Matthias Müller

Artist / filmmaker
Germany

Voted for

FilmYearDirector
Faszinierendes Puppenhaus1987Uli Versum
The Colour of Pomegranates1968Sergei Paradjanov
Imitation of Life1959Douglas Sirk
Golfball Ode to IBM (Kugelkopf Ode an IBM)1985Mara Mattuschka
The Headless Woman2008Lucrecia Martel
Standard Gauge1984Morgan Fisher
The Girl Chewing Gum1976John Smith
Weather Diary 3 1988George Kuchar
Titicut Follies1967Frederick Wiseman
La verifica incerta1965Gianfranco Baruchello and Alberto Grifi

Comments

Faszinierendes Puppenhaus

1987

Uli Versum was the most gifted of my fellow students at art school, an outstanding, ingenious maverick. Unfortunately, Faszinierendes Puppenhaus, his eclectic and stylised, yet explosive psychodrama, turned out to be Uli’s final work of art. This film is representative of all great films that have almost fallen into oblivion.

The Colour of Pomegranates

1968 USSR, Armenian SSR

An outsider’s film of strange, bewildering beauty, produced in radical opposition to its own cultural environment, a censored and mutilated masterpiece of unique artistic vision.

Imitation of Life

1959 USA

This is ultimate, quintessential melodrama, overcharged with emotion. You may not feel like shedding a tear, but here is advice to everyone who is not strangely moved at least when Mahalia sings: go see your shrink.

Golfball Ode to IBM (Kugelkopf Ode an IBM)

1985

Hard-edged, energetic, physical cinema – and an assault on anyone trying to reduce women’s films to modest introspection.

The Headless Woman

2008 Argentina, Spain, France, Italy

“The detachment and retarding of the emotions, through the consciousness of form, makes them far stronger and more intense in the end.” Susan Sontag might have said this in a review of Lucrecia Martel's The Headless Woman, my favourite of her Salta trilogy.

• • • • • • •

WHAT IS BEING ASKED
In the film ballot, which film turned out to be Uli Versum's final work of art?

[Referring expression pointing data]
• • • • • • •

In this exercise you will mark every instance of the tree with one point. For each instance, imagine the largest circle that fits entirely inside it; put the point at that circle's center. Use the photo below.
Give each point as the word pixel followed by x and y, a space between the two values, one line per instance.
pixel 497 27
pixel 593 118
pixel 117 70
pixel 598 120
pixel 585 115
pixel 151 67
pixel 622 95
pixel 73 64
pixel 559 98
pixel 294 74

• • • • • • •

PROBLEM SOLUTION
Faszinierendes Puppenhaus